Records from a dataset

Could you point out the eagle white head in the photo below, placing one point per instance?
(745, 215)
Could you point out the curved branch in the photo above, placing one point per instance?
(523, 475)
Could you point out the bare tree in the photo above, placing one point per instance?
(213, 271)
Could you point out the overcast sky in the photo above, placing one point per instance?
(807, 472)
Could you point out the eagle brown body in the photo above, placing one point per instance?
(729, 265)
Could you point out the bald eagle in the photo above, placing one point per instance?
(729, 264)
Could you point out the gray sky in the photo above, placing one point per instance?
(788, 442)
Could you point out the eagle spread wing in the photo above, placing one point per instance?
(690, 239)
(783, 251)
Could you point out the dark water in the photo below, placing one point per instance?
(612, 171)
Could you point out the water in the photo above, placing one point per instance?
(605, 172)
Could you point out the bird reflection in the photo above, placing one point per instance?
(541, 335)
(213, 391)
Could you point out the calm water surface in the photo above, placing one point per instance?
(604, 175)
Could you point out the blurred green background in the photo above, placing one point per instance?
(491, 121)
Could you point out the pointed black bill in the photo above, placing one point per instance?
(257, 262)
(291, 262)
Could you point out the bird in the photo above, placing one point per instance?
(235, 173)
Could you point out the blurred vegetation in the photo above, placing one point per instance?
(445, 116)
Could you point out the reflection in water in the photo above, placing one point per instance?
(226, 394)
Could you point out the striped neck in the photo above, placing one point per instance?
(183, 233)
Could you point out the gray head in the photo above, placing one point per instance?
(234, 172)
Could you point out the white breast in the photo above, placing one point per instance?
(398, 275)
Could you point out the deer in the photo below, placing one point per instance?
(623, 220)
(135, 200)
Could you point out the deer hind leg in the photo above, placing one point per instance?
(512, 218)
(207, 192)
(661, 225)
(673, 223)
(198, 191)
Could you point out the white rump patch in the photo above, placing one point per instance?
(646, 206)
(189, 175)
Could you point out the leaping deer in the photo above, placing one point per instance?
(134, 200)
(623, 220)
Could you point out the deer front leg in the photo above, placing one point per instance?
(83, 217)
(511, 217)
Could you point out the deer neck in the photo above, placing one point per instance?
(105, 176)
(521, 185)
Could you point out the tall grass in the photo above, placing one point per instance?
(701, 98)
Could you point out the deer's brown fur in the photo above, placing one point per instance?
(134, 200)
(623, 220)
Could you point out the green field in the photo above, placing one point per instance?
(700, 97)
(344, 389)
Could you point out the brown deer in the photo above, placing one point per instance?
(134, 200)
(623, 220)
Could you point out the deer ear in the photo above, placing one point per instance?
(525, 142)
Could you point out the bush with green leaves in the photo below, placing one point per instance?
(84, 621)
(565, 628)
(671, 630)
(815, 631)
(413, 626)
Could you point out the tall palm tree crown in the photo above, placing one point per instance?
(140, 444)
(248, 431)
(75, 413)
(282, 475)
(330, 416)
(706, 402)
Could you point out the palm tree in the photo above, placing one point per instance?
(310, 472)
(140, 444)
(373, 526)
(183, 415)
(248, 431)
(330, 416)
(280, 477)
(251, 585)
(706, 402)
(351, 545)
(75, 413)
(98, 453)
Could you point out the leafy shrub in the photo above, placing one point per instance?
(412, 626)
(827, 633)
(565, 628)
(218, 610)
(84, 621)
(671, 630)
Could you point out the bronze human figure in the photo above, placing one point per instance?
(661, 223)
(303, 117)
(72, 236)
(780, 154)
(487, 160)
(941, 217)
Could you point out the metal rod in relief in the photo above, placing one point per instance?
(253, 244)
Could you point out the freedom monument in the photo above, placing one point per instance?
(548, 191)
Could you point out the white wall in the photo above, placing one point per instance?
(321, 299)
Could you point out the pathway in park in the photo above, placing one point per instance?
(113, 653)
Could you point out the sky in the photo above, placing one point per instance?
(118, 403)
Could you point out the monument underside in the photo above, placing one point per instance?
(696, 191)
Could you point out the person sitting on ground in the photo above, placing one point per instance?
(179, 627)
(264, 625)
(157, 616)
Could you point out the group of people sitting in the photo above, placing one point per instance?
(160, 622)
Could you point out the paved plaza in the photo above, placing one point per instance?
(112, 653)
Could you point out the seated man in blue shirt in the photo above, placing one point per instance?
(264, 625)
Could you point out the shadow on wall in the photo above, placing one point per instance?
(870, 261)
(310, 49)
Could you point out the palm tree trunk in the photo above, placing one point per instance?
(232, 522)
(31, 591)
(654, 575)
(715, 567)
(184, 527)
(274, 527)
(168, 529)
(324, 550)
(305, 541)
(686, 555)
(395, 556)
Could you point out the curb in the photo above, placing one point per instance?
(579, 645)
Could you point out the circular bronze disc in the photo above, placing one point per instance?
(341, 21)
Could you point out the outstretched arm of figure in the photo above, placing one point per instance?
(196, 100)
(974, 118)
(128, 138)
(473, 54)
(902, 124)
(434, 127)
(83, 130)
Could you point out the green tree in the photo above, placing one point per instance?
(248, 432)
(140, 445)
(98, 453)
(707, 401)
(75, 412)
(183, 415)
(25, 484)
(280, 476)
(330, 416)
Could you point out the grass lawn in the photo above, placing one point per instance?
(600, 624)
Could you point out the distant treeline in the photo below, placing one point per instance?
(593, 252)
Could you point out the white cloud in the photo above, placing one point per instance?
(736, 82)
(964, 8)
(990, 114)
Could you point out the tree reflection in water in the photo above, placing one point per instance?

(How to complete this task):
Each of the records should be retyped exactly.

(Solution for this exercise):
Could you point out the eagle white head in the photo below, placing one point per instance?
(745, 215)
Could you point out the curved branch in the photo above, placing one point per instance?
(523, 475)
Could you point out the bare tree in the photo above, placing one point per instance?
(213, 271)
Could you point out the overcast sky in the photo above, placing one point per instance?
(807, 472)
Could you point out the eagle brown body in the photo above, placing one point per instance?
(729, 265)
Could you point out the bald eagle in the photo above, placing one point per instance?
(729, 264)
Could you point out the gray sky in the photo above, placing one point per instance?
(788, 442)
Could you point out the eagle spread wing in the photo above, placing one point per instance?
(690, 239)
(783, 251)
Could you point out the dark water in the photo below, placing one point per instance?
(612, 171)
Could you point out the water in the photo above, placing one point per instance?
(605, 172)
Could you point out the bird reflection in the photo above, placing one point per instance?
(541, 335)
(213, 391)
Could you point out the calm water surface in the photo above, placing one point per instance?
(604, 175)
Could you point out the blurred green background in the photo above, placing one point per instance?
(491, 121)
Could you point out the pointed black bill in the photo above, placing one point per instance?
(257, 262)
(291, 262)
Could you point out the bird in the photo above, placing one point per instance?
(235, 173)
Could you point out the blurred vegetation in the photo above, placing one point per instance?
(445, 116)
Could you point out the reflection in water in the photo above, placing one point per instance?
(226, 394)
Could you point out the striped neck in the photo above, placing one point per instance?
(183, 233)
Could you point out the gray head in the photo above, placing one point per instance?
(234, 172)
Could you point out the white breast in the photo above, placing one point per instance?
(398, 275)
Could you point out the deer in the photo below, placing one point per instance?
(623, 220)
(135, 200)
Could you point out the deer hind leg in the photo above, placing one point per instance?
(512, 218)
(207, 192)
(661, 225)
(673, 223)
(198, 191)
Could you point out the white rump patch in the photo above, placing one point per instance?
(646, 206)
(189, 175)
Could you point out the leaping deer in the photo above, placing one point per instance?
(134, 200)
(623, 220)
Could you point out the deer front leg in the photo above, placing one point per instance?
(83, 217)
(511, 217)
Could you point out the deer neck in the photo above, placing one point per instance?
(105, 176)
(521, 185)
Could you point out the tall grass in the photo above, placing one point per instance?
(701, 98)
Could you point out the deer's brown fur in the photo above, placing one point per instance?
(134, 200)
(623, 220)
Could you point out the green field in the photo above, placing one point per instance?
(700, 97)
(344, 389)
Could you point out the brown deer in the photo above, placing one point per instance?
(134, 200)
(623, 220)
Could you point out the deer ear in the photo above, placing one point per instance?
(525, 142)
Could you point out the bush with green leaves in the photo below, placing one point per instance?
(84, 621)
(565, 628)
(671, 630)
(815, 631)
(413, 626)
Could you point out the tall palm tree crown in the photo above, placing one point per instance?
(140, 444)
(248, 431)
(75, 413)
(282, 475)
(330, 416)
(706, 402)
Could you point out the palm tree in the photo above, placing one point per instance?
(310, 472)
(140, 444)
(373, 526)
(183, 415)
(248, 431)
(330, 416)
(280, 477)
(251, 585)
(706, 402)
(351, 545)
(75, 413)
(98, 453)
Could you point out the leafy shrub in the photo above, placing one point per instance?
(412, 626)
(827, 633)
(565, 628)
(218, 610)
(84, 621)
(671, 630)
Could you point out the bronze human figure in the photo above, placing one point per instance?
(661, 223)
(303, 117)
(72, 236)
(780, 154)
(487, 160)
(941, 217)
Could you point out the metal rod in relief in the photo above, placing one point per instance?
(253, 244)
Could you point out the freedom monument in the photo above, placing one point per instance?
(548, 191)
Could you point out the white wall in the photo above, placing one point per instance?
(321, 299)
Could you point out the pathway in park in the photo above, placing one point per instance?
(113, 653)
Could you point out the sky in the photo above, placing one point per instance?
(118, 403)
Could you point out the monument underside in the photo above, placing one point per instance?
(696, 191)
Could you point out the person sitting on ground in the photo above, placing one point per instance?
(179, 627)
(264, 625)
(157, 616)
Could you point out the group of people sitting in the photo above, placing one point per instance?
(160, 622)
Could you point out the paved plaza in the photo above, placing one point per instance?
(112, 653)
Could you point out the seated man in blue shirt in the photo above, placing one point per instance?
(264, 625)
Could you point out the shadow on wall in the photo above, placing one point per instance?
(870, 261)
(310, 49)
Could you point out the palm tree trunk in the photo above, placing one point per instance?
(232, 522)
(31, 591)
(654, 575)
(715, 567)
(184, 527)
(274, 527)
(168, 529)
(324, 550)
(305, 541)
(686, 555)
(395, 556)
Could you point out the curb in the photo above, placing one point per instance?
(579, 645)
Could you point out the circular bronze disc in the photo above, placing one point per instance?
(341, 21)
Could you point out the outstretched arm of figure in the photo above, placing one point per instance?
(196, 100)
(974, 118)
(128, 138)
(473, 54)
(902, 124)
(434, 127)
(83, 130)
Could you point out the green tree in the photo above, placing one point per instance?
(248, 432)
(140, 445)
(98, 453)
(707, 401)
(75, 412)
(183, 415)
(25, 484)
(280, 476)
(330, 416)
Could you point out the grass lawn in the photo above, placing one point per instance?
(600, 624)
Could you point out the distant treeline in the photo below, placing one point per instance?
(593, 252)
Could you point out the white cloud in the photo above, placing one point per instance?
(736, 82)
(964, 8)
(990, 114)
Could you point out the tree reflection in water in the photo above, placing one point per instance?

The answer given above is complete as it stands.